**Data extract**
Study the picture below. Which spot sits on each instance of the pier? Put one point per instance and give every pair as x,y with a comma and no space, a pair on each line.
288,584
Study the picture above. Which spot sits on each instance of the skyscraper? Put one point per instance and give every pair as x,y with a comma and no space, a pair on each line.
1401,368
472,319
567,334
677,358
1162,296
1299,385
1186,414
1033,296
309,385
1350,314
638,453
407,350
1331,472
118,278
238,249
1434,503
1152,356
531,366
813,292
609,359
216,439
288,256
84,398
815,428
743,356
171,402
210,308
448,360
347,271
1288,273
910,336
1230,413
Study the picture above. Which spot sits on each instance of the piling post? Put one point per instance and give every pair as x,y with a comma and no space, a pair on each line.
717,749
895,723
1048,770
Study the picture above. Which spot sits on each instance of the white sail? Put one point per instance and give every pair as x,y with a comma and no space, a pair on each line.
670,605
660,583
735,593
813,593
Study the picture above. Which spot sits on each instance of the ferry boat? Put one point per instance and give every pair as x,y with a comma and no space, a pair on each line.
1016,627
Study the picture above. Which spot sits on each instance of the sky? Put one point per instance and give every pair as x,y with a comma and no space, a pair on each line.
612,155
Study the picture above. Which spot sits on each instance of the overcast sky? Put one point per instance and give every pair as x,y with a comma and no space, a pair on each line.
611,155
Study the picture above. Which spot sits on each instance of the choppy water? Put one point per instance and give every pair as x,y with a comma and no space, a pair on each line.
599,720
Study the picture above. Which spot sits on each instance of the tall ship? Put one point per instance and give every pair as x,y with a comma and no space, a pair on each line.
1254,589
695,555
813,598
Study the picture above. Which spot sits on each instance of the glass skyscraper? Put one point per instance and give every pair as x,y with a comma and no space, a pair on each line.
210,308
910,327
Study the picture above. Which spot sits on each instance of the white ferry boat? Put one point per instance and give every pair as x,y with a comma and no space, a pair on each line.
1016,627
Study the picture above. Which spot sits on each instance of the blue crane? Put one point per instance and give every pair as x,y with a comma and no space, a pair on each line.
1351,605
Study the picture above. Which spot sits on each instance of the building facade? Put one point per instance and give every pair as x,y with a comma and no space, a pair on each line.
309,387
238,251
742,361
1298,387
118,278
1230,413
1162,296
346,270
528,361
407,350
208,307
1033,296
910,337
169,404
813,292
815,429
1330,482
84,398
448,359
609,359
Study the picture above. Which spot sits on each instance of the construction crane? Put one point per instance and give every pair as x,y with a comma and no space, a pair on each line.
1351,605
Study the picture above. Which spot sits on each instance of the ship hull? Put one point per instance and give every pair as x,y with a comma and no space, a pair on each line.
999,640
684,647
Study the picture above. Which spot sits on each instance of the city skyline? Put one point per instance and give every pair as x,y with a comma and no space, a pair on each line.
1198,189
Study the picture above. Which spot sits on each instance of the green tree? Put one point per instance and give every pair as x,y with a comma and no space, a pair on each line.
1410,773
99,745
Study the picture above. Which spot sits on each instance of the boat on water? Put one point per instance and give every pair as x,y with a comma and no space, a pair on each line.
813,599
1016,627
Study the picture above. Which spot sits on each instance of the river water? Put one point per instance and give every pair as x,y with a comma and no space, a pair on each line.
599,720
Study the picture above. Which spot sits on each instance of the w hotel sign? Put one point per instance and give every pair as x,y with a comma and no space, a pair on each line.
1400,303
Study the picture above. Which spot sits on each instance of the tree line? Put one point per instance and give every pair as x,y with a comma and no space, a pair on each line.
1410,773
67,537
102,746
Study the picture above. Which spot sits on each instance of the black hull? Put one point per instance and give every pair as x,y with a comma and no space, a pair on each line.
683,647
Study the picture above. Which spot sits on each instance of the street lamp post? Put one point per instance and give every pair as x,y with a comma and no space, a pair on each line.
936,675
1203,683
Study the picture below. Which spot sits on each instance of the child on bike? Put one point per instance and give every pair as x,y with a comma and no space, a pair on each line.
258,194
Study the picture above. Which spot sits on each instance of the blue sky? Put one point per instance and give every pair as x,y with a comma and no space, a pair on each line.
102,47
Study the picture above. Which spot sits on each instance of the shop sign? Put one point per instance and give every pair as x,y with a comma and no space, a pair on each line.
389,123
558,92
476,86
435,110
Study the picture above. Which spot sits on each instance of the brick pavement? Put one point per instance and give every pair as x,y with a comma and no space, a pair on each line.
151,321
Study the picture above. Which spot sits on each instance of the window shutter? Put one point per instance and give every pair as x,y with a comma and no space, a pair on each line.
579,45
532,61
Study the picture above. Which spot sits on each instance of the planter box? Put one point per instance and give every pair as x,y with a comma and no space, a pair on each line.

**Problem to solve**
Write out every record, exactly as written.

**Solution for this exercise**
Study the picture below. Which spot sits on each instance of the pier? Put one point per instance and give every pair as x,y with a comma and no space, a pair on each line.
288,584
Study the picture above. Which spot sits on each instance of the skyscraper? Put one point per instance and give every pair as x,y with a comma and no space, a pair on each line.
1401,368
472,319
567,334
677,358
1162,296
1299,385
1186,414
1033,296
309,385
1350,314
638,453
407,350
1331,472
118,278
238,249
1434,503
1152,356
531,366
813,292
609,359
216,439
288,256
84,398
815,428
743,356
171,402
210,308
448,360
347,271
1288,273
910,336
1230,413
Study the picture above. Which spot sits on each instance of the piling post? Put one point per instance and give every pair as x,y with a comma and no space, a pair on each line.
717,749
895,723
1048,770
Study the picture above. Which spot sits on each instance of the white sail? Put one point per instance and give every pair as x,y with a comma and no space, a pair on each line.
670,605
660,583
735,593
813,593
Study the picture above. Which spot sits on each instance of the ferry boat? Put one point per instance and give every pair as x,y with a comma and no space, a pair on each line.
1016,627
Study the picture above. Which spot sits on each instance of the sky? Put one point per instance and give every pair as x,y with a comma and no space, a pair on each line.
612,155
Study the picture above. Which spot sits on each instance of the overcast sky? Put one point per instance and give every pair as x,y with a comma and no space, a pair on each line.
611,155
Study the picture above. Which spot sits on each instance of the choppy water? Put one point per instance and give every pair as x,y with a comma and no space, a pair on each line.
599,720
Study the picture above. Which spot sits on each instance of the tall ship? Put one point per instance and give every pair as x,y with a comma and no space, a pair on each line.
1254,589
695,555
813,598
Study the picture above. Which spot sits on each instance of the glass skyscraper? Put one point per instance and give every pair as x,y with a comma and no space, a pair on each line.
210,308
910,327
Study the picture above. Which spot sits on each instance of the white ferry boat? Put one point per instance and give every pair as x,y with a comma and no space, a pair on each line.
1016,627
Study the picture above. Which spot sits on each instance of the blue crane? Put one point per instance and give every pair as x,y with a comma and no space, a pair on each line.
1351,605
Study the picture above. Which spot sits on each instance of the building facade? Put one point per instance and give every pair as x,y with a comma and no space, a pair on each line.
309,387
238,251
742,361
1298,387
118,278
1230,413
1162,296
346,270
528,361
407,350
208,307
1033,296
910,337
169,404
813,292
815,429
1330,482
84,398
448,359
609,359
Study the picture above. Which spot sits on each instance of the construction crane? Put one point per instance and give every pair as x,y with a comma and no space, a pair on each line.
1351,605
Study the picture above. Which spot sits on each instance of the ship hull? Put one point per instance and give every pair as x,y with a comma and no space, a pair on each line.
999,640
684,647
Study the picture above. Which spot sits on each instance of the city skyline? Put one point per instance and give every pair as x,y with a comma and no space, a pair on each line.
1198,189
Study the picture above. Which spot sits on each instance of the green tree? Put one point per instance and give every pair as x,y with a comma and no space, a pair on each line.
1410,773
99,745
Study the picture above. Which spot sits on each instance of the boat on water? Put one point per instance and give every pair as x,y with a comma and no space, a pair on each line.
813,599
1016,627
Study the picture above. Which spot sits on each instance of the river water? Put one point per instance and give every pair as x,y with a comma and no space, a pair on each line.
599,720
Study the picture above. Which spot sits on each instance of the w hotel sign? Put one point per instance and give every pair as x,y with a comma and no space, a pair on each line.
1400,303
Study the picture above. Which spot sits on each instance of the tree line? Put one point per instance and give every pair as x,y with a comma and no space, a pair on each line.
1410,773
67,537
102,746
Study the picture above. Which spot sits on each instance of the black hull? Put one point per instance and give every pair as x,y with a comma and no space, a pair on each line.
683,647
Study the picture above. Which spot sits on each instance of the street lamp post? Put one point per instance and give every pair as x,y with a comma and no space, a pair on each line.
936,675
1203,683
Study the picture below. Which spot sits on each instance of the child on bike? Put one point per instance and give every pair as x,y with a comma and no space, a pair on each line.
258,194
Study the picture above. Which spot sits on each instance of the blue sky? Put one point per instance and give every pair as x,y with a comma and no space, a pair on each line.
102,47
Study the picture above. Which spot sits on each instance of the shop sign? Put one point per instance and give every pair as x,y with a comma and no space, a pair on each line.
389,123
558,92
476,86
435,110
Study the picture above. Which spot sits on each instance of the brick pavement? Put one point per instance and give every pair as x,y with a comma and no space, a pair on each line.
151,321
Study the picture above. Which spot sits on each instance of the window shutter? Put one point per instance and give every pair as x,y with a comma and no space, a pair on each line.
579,45
532,61
Study the picture above. Which spot sits on each instance of the planter box? Put one point per instance and give every pair as x,y with a comma and no space, a pair on each line.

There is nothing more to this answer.